[Named object pointing entries]
....
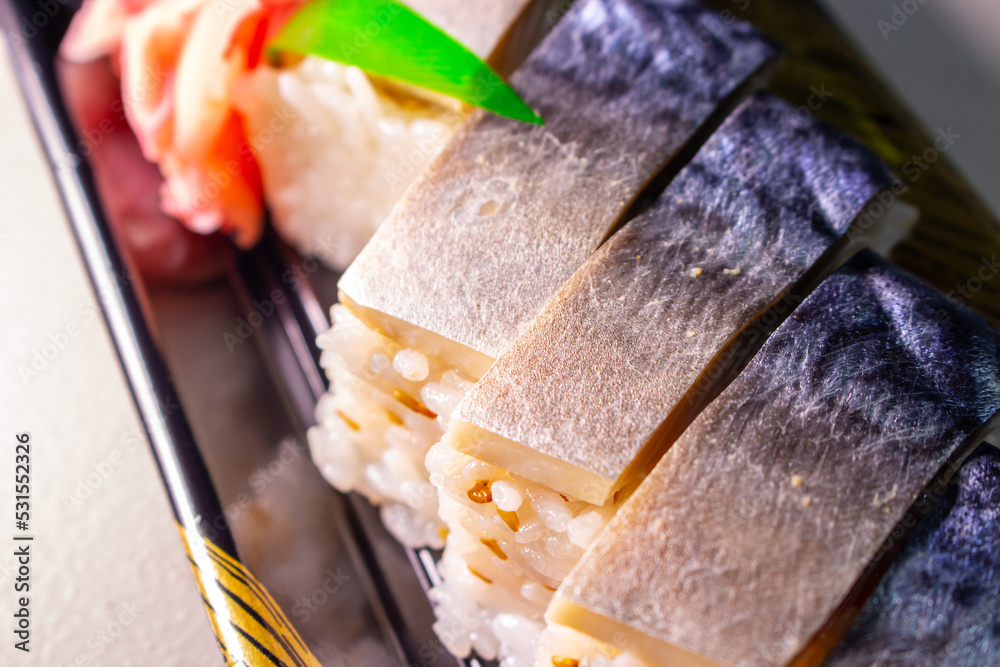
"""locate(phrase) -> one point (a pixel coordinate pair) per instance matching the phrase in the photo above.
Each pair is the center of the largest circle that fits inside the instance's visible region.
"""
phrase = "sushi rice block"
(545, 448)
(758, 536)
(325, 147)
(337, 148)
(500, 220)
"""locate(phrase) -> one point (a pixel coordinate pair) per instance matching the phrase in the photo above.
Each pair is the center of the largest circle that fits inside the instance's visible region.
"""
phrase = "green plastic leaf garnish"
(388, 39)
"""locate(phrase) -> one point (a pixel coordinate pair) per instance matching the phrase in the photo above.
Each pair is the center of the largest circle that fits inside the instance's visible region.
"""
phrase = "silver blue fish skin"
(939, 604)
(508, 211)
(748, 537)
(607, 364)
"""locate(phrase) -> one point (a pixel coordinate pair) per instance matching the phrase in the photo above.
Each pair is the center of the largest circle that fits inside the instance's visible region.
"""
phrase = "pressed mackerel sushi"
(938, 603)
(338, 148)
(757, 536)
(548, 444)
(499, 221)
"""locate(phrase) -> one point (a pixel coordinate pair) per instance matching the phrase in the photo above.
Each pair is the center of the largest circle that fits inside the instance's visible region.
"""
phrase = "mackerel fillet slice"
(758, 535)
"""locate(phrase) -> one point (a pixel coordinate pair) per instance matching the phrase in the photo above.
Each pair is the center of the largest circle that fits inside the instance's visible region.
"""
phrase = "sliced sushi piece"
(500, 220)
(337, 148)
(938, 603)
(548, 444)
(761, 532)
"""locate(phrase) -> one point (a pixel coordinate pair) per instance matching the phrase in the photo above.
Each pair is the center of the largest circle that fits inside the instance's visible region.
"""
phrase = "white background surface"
....
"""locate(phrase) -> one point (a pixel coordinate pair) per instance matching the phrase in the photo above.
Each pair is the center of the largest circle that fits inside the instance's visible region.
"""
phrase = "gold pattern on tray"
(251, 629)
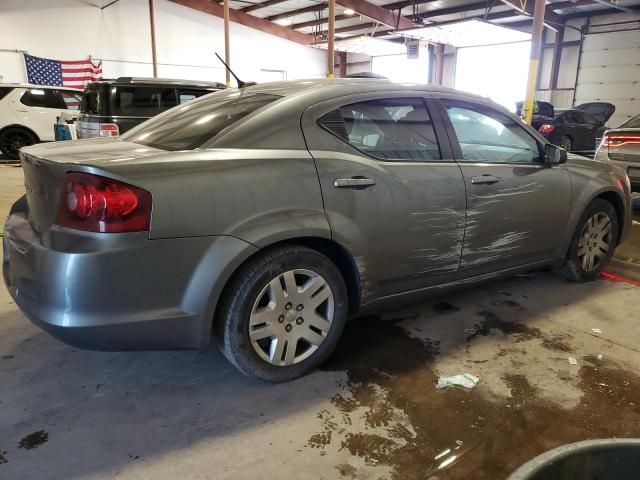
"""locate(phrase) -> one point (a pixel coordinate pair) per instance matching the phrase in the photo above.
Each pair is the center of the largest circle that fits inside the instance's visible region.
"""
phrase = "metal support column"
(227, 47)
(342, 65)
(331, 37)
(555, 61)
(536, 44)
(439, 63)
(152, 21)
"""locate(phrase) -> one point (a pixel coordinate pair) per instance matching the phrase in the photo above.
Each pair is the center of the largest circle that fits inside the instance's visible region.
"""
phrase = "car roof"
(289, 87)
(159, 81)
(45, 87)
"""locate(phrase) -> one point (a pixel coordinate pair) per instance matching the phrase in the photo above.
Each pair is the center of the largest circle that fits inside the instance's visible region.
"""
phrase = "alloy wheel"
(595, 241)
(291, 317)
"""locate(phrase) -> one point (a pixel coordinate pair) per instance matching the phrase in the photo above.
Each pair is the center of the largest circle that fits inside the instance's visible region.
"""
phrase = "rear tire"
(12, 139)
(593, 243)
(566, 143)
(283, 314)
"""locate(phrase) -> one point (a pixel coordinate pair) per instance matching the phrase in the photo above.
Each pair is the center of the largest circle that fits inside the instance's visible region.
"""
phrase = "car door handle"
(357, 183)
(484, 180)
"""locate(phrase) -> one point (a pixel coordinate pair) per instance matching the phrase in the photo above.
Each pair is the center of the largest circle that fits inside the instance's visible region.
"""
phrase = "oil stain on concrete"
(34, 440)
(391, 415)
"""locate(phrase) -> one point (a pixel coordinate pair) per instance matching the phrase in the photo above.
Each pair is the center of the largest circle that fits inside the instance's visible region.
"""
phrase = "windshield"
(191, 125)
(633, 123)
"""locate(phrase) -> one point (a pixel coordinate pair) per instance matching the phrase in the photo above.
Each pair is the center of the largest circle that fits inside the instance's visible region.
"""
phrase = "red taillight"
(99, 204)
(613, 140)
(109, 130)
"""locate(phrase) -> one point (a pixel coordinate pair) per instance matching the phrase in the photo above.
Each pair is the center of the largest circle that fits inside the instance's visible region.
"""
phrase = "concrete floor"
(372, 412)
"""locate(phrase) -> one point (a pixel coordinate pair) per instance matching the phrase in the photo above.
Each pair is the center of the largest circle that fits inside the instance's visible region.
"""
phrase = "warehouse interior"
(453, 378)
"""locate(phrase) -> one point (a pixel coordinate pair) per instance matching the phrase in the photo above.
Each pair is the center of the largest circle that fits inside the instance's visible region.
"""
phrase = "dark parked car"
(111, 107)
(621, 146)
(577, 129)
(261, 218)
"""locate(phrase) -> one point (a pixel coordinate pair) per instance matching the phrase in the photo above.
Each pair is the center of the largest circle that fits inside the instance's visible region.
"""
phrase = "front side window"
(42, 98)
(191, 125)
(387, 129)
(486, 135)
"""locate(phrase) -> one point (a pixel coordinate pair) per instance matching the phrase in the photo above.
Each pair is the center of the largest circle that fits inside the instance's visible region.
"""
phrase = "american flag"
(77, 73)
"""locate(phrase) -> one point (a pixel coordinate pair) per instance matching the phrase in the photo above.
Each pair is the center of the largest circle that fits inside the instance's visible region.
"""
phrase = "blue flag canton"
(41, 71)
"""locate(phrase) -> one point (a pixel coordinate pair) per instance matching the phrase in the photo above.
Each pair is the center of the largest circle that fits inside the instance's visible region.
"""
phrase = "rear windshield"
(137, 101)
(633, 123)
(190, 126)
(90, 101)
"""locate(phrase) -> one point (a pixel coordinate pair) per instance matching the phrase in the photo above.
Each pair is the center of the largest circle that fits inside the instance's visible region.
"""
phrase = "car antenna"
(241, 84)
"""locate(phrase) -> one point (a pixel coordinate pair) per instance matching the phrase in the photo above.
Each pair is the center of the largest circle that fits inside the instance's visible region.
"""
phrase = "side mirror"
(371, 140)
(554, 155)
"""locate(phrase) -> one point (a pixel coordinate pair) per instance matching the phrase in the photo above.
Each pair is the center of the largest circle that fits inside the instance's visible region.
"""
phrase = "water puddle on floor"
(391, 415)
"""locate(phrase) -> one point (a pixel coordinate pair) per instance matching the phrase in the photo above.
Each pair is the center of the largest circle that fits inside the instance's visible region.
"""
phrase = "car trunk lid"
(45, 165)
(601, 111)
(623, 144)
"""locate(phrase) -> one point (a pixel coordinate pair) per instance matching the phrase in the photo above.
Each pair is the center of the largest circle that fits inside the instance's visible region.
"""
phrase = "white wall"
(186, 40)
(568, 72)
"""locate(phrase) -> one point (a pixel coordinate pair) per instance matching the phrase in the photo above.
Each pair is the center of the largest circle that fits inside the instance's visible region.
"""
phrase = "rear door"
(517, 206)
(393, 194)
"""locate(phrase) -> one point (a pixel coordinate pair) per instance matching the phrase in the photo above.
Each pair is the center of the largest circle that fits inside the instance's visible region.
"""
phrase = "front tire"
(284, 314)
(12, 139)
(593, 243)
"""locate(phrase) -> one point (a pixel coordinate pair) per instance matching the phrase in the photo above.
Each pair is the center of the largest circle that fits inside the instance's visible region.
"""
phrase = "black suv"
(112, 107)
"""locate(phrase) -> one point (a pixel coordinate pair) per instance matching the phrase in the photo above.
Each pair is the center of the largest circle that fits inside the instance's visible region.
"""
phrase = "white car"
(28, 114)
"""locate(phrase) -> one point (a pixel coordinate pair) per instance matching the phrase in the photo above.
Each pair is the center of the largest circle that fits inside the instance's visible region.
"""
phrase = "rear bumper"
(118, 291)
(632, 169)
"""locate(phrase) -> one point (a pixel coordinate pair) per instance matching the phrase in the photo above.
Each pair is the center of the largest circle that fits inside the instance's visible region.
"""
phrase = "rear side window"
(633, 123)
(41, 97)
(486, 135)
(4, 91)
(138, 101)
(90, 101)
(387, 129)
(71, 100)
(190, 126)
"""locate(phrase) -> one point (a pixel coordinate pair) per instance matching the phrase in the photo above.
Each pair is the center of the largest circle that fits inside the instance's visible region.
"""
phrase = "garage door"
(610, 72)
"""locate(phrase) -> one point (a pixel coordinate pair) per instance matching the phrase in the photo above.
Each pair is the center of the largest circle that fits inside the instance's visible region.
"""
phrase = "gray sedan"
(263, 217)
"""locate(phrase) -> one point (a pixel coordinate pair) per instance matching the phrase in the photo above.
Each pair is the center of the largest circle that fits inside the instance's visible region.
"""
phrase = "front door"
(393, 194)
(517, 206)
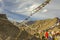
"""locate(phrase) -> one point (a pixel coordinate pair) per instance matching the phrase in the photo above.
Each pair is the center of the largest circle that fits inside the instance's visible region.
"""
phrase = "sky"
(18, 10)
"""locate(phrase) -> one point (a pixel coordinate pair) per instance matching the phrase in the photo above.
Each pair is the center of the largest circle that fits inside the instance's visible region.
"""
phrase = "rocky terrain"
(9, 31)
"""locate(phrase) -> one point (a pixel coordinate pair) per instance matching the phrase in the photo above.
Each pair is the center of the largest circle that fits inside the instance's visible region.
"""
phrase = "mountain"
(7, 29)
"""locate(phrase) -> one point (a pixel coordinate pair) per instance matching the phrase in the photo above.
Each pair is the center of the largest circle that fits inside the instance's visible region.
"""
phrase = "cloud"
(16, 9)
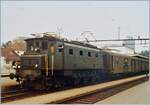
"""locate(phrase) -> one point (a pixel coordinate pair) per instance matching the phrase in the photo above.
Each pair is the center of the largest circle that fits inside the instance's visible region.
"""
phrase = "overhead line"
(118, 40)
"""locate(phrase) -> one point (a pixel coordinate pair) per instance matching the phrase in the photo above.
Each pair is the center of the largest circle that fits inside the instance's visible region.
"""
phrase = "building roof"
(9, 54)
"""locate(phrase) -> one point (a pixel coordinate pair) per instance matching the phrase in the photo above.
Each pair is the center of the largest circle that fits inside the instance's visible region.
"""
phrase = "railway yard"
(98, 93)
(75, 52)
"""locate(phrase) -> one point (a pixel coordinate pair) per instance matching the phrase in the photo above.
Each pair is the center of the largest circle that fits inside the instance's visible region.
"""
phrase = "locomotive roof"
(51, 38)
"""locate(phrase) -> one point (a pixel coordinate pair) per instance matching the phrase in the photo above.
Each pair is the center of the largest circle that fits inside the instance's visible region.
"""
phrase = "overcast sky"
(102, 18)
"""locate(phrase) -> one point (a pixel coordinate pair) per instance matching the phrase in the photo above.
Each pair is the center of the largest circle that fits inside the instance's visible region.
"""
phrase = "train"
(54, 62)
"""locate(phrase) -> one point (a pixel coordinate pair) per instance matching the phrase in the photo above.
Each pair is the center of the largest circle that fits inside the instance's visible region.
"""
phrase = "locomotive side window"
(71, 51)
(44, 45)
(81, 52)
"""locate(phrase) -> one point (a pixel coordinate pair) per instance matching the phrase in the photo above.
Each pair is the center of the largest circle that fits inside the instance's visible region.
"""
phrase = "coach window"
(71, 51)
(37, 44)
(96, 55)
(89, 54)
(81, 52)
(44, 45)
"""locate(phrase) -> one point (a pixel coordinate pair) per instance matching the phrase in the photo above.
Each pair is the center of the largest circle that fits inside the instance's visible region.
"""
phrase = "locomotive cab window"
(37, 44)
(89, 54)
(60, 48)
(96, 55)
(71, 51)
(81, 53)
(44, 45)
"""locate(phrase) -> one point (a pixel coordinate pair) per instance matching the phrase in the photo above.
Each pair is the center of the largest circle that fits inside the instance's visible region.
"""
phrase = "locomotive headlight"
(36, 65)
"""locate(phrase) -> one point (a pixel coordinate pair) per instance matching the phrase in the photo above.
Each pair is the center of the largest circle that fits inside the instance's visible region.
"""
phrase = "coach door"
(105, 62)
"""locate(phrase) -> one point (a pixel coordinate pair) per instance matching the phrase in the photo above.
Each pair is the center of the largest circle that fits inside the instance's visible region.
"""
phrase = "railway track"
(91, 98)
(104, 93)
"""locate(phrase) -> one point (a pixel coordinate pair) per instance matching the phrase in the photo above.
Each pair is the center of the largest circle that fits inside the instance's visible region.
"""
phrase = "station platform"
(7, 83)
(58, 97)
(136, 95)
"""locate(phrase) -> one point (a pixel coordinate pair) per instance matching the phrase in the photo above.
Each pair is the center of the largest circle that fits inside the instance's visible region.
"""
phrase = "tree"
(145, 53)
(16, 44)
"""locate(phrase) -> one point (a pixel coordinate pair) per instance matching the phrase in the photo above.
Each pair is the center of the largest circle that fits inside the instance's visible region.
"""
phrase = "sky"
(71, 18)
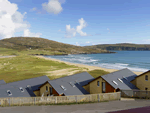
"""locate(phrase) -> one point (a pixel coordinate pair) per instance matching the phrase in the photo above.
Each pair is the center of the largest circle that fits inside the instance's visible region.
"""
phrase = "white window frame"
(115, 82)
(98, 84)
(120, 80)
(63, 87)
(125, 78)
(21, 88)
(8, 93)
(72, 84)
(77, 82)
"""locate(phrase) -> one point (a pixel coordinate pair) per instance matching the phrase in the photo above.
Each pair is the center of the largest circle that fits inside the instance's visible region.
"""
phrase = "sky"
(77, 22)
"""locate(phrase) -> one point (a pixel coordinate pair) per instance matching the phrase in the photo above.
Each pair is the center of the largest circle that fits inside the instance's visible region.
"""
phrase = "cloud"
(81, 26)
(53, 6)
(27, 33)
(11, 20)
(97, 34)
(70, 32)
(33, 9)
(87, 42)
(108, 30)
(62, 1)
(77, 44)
....
WHAT YOU HAVE TO DO:
Extract every line of the rows above that contains the string "rear", matching case exactly.

TASK ANSWER:
phrase = "rear tire"
phrase = "rear windshield"
phrase = "rear door"
phrase = "rear bumper"
phrase = "rear side window"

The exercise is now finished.